_Exercise details_
Copy the passage of the blog posts that opens with the words containing "Tuesday, February 15, 2011" and closes with "felt somewhat delighted.", keeping its wording unchanged.

Tuesday, February 22, 2011

cool distraction of the day!


I word-clouded my manuscript with Wordle and "like" wins, "one" is in second place, followed by most of the characters' names.

Tuesday, February 15, 2011

rereading your work via a new medium

I know that agents and editors have been reading manuscripts (or fulls, as they're now called, apparently) on some sort of e-reader for years, but writers? Not so much. That's all changing, of course, thanks to the ubiquitous nature of tablets, Nooks and Kindles. So, not wanting to be left in the electronic dust, I bellied up to my own Amazon email and sent myself my manuscript, pdf'd and formatted to single space.

This was a leap of faith for me, I must confess. My wafer-thin Kindle, whilst much easier to tote on the plane to Arizona yesterday, seems to resemble a "book" as much as does a stone tablet, or a message-in-a-bottle, even. But when I slipped it out of a slim pocket of my satchel and slid the power button to on, and saw my pages illuminated in front of me, I have to admit, I felt somewhat delighted.

_Extracted information_
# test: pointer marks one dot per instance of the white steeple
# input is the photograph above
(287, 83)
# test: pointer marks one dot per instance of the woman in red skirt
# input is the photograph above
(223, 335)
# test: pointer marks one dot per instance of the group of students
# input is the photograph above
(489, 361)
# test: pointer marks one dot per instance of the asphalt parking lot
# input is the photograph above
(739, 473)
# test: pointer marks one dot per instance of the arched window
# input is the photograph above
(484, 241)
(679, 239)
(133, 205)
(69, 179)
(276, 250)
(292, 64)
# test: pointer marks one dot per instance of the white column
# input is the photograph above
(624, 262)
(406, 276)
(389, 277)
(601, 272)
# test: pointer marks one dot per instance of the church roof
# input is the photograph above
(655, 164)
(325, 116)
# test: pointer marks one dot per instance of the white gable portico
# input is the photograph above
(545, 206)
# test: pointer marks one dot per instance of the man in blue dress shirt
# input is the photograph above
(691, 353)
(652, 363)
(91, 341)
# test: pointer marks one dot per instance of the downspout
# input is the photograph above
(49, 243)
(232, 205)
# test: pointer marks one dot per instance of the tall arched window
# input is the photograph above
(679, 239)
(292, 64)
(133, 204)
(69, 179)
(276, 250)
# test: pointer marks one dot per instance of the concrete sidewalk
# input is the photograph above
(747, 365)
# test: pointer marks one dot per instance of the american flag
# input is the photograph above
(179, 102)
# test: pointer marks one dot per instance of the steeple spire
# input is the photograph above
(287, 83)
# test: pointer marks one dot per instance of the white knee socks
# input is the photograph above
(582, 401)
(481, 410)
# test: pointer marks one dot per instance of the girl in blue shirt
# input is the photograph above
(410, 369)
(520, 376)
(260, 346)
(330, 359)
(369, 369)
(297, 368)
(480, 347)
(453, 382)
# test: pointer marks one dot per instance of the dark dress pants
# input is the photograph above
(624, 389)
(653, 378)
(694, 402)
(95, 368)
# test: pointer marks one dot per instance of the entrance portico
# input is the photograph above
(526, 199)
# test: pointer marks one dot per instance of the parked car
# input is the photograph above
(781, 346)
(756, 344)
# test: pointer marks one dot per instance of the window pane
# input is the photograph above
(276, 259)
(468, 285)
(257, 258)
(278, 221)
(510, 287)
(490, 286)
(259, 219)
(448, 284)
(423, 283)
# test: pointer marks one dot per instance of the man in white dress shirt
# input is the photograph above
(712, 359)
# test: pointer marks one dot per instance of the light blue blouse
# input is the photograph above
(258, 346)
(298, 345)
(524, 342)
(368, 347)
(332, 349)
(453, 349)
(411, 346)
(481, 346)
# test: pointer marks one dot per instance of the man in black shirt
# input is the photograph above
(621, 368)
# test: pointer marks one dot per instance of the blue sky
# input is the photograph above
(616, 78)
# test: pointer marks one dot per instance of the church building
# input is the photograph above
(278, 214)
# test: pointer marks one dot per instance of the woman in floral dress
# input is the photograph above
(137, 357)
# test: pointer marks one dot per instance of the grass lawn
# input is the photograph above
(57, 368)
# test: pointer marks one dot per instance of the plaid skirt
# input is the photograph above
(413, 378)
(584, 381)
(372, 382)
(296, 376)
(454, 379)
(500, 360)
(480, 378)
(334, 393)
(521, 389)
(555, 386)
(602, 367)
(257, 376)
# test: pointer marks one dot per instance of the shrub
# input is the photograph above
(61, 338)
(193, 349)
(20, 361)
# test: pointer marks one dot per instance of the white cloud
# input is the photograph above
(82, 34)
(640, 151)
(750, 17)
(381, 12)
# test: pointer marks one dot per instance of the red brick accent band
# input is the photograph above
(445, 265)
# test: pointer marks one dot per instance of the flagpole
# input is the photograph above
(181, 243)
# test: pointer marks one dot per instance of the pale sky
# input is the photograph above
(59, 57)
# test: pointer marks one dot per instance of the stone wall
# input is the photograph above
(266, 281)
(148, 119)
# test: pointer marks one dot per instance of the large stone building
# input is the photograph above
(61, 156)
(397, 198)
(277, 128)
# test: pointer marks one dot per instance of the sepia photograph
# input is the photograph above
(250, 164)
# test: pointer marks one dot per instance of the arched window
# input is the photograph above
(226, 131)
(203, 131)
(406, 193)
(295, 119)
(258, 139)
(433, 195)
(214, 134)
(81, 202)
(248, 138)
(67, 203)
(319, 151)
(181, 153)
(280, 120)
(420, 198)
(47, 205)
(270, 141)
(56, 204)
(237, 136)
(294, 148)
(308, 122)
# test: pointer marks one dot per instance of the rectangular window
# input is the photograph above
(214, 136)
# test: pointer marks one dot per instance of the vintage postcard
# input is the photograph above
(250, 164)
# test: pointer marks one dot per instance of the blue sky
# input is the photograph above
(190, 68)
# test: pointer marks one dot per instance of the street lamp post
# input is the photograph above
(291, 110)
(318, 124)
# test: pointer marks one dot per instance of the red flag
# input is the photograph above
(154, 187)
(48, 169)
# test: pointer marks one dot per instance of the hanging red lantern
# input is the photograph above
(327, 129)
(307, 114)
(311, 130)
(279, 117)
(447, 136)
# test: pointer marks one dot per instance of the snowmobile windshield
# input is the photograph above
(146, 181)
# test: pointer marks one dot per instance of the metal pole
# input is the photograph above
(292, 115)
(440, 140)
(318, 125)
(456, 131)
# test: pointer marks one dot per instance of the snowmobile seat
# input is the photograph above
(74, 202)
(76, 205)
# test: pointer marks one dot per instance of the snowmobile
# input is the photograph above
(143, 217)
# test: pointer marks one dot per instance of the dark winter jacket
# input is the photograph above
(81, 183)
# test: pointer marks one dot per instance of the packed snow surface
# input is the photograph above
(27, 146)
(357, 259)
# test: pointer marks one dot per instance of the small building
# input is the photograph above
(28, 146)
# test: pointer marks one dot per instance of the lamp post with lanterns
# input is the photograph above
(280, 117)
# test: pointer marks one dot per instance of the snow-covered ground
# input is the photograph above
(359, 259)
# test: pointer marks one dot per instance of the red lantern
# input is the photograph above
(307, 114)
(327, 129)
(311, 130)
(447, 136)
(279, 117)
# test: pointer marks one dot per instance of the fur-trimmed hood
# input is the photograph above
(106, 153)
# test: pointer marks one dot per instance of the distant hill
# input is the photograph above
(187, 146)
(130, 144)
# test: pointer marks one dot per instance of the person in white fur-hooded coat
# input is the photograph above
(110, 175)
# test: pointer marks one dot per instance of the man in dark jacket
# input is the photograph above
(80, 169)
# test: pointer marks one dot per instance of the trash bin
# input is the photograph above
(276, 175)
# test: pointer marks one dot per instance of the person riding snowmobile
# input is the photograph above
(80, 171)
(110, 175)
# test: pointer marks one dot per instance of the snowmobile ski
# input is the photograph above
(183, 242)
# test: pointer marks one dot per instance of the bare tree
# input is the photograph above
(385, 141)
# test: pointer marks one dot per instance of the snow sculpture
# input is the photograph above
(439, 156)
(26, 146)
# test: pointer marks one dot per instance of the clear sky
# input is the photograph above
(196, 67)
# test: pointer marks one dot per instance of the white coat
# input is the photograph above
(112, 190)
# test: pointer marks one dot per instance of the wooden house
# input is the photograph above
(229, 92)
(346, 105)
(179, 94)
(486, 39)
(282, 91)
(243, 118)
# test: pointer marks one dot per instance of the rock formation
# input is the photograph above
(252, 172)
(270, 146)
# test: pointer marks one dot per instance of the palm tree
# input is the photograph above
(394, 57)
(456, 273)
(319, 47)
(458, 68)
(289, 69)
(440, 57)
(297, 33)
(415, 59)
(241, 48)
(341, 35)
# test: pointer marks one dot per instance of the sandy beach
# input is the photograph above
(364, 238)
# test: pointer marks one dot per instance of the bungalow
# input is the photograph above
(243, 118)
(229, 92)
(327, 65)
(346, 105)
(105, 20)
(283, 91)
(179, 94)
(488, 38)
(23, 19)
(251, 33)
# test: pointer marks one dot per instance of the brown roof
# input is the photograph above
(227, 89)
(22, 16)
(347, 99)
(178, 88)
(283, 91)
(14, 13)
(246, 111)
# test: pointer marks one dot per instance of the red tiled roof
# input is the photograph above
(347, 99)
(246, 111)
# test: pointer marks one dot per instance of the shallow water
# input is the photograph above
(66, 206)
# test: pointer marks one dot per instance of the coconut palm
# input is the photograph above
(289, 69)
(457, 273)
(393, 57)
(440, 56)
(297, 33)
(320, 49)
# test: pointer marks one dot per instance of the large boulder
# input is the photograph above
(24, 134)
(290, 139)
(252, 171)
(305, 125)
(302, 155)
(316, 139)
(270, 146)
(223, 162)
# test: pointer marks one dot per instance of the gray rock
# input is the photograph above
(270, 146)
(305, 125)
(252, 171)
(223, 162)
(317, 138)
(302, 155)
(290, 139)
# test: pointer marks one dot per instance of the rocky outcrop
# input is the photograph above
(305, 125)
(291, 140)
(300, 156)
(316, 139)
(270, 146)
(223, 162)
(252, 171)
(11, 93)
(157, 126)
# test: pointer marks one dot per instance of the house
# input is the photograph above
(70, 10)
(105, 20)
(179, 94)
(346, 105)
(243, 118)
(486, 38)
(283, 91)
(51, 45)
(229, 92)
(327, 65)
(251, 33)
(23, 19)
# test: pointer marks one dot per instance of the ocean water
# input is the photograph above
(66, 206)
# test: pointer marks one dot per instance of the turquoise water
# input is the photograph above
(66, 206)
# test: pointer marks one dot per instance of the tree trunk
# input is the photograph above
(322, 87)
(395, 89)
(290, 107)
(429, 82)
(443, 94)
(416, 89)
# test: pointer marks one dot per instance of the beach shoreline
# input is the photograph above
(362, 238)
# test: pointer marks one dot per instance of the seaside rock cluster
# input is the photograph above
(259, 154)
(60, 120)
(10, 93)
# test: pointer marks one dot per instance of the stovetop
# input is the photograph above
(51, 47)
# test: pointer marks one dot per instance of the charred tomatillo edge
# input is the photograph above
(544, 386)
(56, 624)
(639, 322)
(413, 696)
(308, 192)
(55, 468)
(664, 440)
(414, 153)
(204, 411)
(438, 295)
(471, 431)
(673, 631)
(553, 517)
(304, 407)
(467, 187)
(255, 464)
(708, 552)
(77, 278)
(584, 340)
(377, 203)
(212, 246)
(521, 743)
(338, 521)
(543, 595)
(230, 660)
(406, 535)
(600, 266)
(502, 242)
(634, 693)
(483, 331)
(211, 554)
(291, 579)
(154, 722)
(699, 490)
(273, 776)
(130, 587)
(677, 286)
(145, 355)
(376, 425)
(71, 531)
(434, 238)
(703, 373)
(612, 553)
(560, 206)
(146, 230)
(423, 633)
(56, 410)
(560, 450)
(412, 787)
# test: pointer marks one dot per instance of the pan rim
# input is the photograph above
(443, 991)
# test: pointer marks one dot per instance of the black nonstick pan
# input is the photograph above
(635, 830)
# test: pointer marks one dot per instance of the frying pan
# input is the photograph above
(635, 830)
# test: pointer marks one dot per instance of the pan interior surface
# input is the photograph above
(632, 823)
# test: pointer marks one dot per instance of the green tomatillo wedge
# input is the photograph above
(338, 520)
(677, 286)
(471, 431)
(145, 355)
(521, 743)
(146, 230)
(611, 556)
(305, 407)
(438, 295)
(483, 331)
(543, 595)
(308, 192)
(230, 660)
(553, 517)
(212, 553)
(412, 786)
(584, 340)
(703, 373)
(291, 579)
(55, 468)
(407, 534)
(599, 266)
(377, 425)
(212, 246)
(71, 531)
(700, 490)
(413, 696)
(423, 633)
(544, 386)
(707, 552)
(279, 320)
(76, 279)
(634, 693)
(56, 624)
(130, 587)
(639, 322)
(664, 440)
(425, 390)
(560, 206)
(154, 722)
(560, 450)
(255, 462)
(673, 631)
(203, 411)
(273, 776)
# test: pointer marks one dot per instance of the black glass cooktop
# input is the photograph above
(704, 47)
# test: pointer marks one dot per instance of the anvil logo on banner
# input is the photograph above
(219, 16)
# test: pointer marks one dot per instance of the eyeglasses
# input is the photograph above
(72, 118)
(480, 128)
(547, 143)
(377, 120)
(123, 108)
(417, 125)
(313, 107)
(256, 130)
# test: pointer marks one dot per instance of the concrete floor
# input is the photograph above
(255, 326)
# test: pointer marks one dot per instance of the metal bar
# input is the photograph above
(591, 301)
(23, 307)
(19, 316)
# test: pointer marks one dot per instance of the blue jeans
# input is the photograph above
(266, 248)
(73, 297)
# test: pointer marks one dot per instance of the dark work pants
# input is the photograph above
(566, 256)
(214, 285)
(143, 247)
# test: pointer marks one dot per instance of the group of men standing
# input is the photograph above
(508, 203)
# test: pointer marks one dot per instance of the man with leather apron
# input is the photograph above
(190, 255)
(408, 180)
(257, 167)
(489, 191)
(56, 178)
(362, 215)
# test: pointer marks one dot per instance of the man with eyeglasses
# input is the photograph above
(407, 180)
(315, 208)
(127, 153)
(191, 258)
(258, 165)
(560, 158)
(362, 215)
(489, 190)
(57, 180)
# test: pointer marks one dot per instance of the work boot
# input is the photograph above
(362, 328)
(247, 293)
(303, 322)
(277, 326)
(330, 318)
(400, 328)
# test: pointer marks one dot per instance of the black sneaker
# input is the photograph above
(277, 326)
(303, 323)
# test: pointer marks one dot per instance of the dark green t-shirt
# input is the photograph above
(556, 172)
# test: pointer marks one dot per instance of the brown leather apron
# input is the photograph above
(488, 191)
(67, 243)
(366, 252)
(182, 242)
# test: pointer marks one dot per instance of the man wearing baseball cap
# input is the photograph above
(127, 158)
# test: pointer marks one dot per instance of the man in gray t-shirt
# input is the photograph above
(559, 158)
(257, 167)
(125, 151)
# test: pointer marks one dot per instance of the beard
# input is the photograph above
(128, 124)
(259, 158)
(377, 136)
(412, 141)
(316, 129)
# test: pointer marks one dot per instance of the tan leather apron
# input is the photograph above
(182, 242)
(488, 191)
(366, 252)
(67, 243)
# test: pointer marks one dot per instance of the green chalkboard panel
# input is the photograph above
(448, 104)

_Exercise answer_
Tuesday, February 15, 2011

rereading your work via a new medium

I know that agents and editors have been reading manuscripts (or fulls, as they're now called, apparently) on some sort of e-reader for years, but writers? Not so much. That's all changing, of course, thanks to the ubiquitous nature of tablets, Nooks and Kindles. So, not wanting to be left in the electronic dust, I bellied up to my own Amazon email and sent myself my manuscript, pdf'd and formatted to single space.

This was a leap of faith for me, I must confess. My wafer-thin Kindle, whilst much easier to tote on the plane to Arizona yesterday, seems to resemble a "book" as much as does a stone tablet, or a message-in-a-bottle, even. But when I slipped it out of a slim pocket of my satchel and slid the power button to on, and saw my pages illuminated in front of me, I have to admit, I felt somewhat delighted.